SUPPLIED TEXT
>>
Tuesday, December 2, 2008

Pushcart Time

The Normal School announces its nominees for the Pushcart Prize:

Laura Pritchett's story "Painting the Constellations," page 15.

Michael Schiavo's poem "from The Mad Song: Kansas Is the Same Everywhere You Go," page 19.

Dorianne Laux's poem "Somewhere a Dog," page 52.

Abraham Brennan's essay "One of the Seven Deadly Sins (Or, Proud To Be an American)," page 65.

William Bradley's essay "Dislocated," page 78.

Carol Test's story "The West in You," page 90.

(All pieces are from our inaugural issue. Being nominated for a prize is fun. Please seek these folks out and offer them your congratulations and wish them luck.)

Normalistas Acquire NYT Notability

Congratulations to Juan Felipe Herrera on having his Half of the World in Light: New & Selected Poems (Univ. of Arizona Press) named a New York Times Notable Book of the Year for 2008.

Critic Janet Maslin also named contributor Ron Rash's Serena (Ecco) as one of her top ten books of 2008. She says, "A stunningly effective novel that is stark, fierce, dramatic and gripping from its unforgettable opening paragraph. A woman of frighteningly indomitable ambition wreaks havoc on her husband’s Appalachian business empire. Equal parts myth, poetry and folklore." Click here for Maslin's October 5, 2008 review.

Way to keep it Normal, fellas.

Monday, December 1, 2008

Interview with TNS Contributing Editor, Adam Braver

Our Story: An Interview with Novelist, Adam Braver
By Miguel Jimenez

Adam will read on Thursday, Dec. 4 at 7:30 in the Alice Peters Auditorium (in the University Business Center/Peters Building) to celebrate the launch of The Normal School.

ADAM BRAVER is the author of Mr. Lincoln’s Wars, Divine Sarah, and Crows Over the Wheatfield. His books have been selected for the Barnes and Noble Discover New Writers program, Border’s Original Voices series, and twice for the Book Sense list. His work has appeared in journals such as Daedalus, Ontario Review, Cimarron Review, Water-Stone Review, Harvard Review, Tin House, West Branch, and Post Road. He teaches at Roger Williams University in Bristol, RI, and at the NY State Summer Writers Institute.
<<
Entries from a point labeling set:
>>
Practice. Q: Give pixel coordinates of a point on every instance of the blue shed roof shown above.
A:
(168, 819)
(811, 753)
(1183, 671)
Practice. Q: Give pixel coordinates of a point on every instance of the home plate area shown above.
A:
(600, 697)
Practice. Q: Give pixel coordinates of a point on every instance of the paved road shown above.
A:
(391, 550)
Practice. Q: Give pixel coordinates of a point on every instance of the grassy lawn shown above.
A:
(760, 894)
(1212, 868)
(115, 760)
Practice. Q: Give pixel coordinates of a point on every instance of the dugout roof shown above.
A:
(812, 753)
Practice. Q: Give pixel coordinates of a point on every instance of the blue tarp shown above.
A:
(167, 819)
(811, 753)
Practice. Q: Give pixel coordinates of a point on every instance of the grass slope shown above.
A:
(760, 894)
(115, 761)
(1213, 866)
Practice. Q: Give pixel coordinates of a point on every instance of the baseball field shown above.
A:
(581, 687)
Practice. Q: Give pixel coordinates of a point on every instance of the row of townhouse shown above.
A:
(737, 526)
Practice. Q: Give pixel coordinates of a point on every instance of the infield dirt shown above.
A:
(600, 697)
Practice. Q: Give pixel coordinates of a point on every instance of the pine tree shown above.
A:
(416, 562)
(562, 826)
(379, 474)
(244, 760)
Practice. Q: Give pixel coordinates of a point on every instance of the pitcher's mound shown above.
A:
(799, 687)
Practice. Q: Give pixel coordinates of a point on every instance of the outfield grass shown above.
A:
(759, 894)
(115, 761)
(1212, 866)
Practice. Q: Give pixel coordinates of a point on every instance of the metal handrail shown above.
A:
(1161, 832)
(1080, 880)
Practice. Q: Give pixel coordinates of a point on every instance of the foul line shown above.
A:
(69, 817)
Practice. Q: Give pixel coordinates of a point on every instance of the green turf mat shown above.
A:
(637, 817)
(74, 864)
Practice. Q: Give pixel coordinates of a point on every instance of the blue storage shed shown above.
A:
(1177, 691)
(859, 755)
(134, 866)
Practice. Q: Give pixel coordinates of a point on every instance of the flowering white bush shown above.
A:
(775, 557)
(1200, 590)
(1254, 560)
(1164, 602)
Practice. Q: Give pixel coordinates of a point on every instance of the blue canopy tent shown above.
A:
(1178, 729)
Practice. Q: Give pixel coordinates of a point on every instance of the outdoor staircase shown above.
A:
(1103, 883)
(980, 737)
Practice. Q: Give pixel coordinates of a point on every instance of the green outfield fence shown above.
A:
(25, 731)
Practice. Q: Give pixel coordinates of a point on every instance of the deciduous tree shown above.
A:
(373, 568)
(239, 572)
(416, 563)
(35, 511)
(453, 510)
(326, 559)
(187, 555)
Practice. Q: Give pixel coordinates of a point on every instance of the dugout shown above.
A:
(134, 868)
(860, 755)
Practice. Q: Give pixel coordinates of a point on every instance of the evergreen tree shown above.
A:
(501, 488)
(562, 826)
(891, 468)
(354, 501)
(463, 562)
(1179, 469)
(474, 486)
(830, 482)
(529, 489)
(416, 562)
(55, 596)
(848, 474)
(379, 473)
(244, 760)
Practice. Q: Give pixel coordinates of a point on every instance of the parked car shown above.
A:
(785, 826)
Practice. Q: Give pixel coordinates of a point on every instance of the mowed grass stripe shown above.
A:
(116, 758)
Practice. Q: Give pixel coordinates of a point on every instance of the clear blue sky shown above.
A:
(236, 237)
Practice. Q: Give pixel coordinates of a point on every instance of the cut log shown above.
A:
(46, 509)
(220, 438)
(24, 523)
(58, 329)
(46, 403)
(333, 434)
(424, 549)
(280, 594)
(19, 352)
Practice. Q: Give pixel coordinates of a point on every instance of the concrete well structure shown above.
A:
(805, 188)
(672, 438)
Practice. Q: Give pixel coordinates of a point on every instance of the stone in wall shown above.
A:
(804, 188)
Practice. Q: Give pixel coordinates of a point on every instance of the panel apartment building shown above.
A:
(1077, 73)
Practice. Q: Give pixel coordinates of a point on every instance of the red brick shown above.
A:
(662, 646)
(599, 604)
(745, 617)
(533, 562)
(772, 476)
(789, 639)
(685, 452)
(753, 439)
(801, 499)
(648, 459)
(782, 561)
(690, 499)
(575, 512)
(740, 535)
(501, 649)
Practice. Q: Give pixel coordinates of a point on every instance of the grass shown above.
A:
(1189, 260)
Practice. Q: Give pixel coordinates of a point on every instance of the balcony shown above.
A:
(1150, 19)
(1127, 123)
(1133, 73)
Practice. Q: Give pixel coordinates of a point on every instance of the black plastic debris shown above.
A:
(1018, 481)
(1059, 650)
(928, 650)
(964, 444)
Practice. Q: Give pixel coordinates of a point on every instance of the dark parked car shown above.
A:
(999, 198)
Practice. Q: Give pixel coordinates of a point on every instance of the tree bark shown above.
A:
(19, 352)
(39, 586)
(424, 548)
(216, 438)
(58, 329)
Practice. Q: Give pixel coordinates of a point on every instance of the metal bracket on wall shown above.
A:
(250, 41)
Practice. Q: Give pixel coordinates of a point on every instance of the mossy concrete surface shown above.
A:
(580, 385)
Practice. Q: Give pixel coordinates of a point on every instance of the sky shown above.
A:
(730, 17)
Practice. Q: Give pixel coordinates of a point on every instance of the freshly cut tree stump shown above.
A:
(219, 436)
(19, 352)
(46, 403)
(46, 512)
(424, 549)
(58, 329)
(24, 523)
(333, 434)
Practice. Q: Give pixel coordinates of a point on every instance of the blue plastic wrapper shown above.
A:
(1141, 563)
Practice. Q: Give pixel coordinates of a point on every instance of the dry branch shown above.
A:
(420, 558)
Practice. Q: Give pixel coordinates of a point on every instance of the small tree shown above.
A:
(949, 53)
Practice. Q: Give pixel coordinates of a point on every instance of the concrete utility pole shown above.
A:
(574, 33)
<<
EXERCISE TASKS
(a) Using the Normal School blog page, mark each statement yes or no and quote the words that decide it: (i) Adam Braver's reading is set for Friday, Dec. 4. (ii) Braver's books were chosen for the Barnes and Noble Discover New Writers program. (iii) The pieces nominated for the Pushcart Prize come from the journal's second issue.
(b) Name every journal in which the Normal School blog page says Adam Braver's work has appeared.
(c) Pick up the Normal School blog page after its final sentence and keep writing.
The entries have no connection to the Normal School blog page.

ANSWER LIST
(a)
(i) No: "Adam will read on Thursday, Dec. 4 at 7:30"
(ii) Yes: "His books have been selected for the Barnes and Noble Discover New Writers program"
(iii) No: "All pieces are from our inaugural issue."

(b) Daedalus, Ontario Review, Cimarron Review, Water-Stone Review, Harvard Review, Tin House, West Branch, Post Road

(c)
MJ: It's a great coincidence that we have this opportunity to discuss your work at a time when the word “historic” is being used quite often when discussing the current United States' presidential administration and the one to come in 2009. I say this because you have taken on historic figures in your novels. I'm particularly thinking of “Mr. Lincoln's Wars” and your most recent novel, “Nov. 22, 1963”—both are fictional accounts on the lives of U.S. Presidents, Abraham Lincoln and John F. Kennedy. What drew you to these important figures of American history?

AB: Somebody said to me not that long ago something about writing about those two presidents, and I have to say that I didn't think about it in those terms for some reason. But you know, in “Nov. 22, 1963”, it was more about letting people know what went on in the head, to know the traumatic moments. Most of what it is I did, is that I tried to wonder what went on inside Kennedy as a human being not just as a politician. And it was also much more thematic, based on this idea, question, of what is our mythology? Of myth making and the making of our stories...about the facts and memories of people that all come together to create this history, this story. And there are a lot of books that are coming out where people are really trying to figure out history through literary means as opposed to just biographical means.

MJ: You also wrote two other novels—“Divine Sarah” based on the classic French actress, Sandra Bernhardt, and another on a Van Gogh scholar in “Crows over the Wheatfield”. How do you go about writing novels on such popular figures?

AB: I guess partly naively. Certainly, the Kennedy Assassination was the biggest, the one I knew the most about going into it. But I'm always interested in the off-camera moments because those are just like great photographs that often tell more about a situation with those kind of broad stroke moments. As a reader, I'm always attracted to those kind of books.

MJ: What are the challenges? And do you worry how well you've fictionalized the lives of those popular figures?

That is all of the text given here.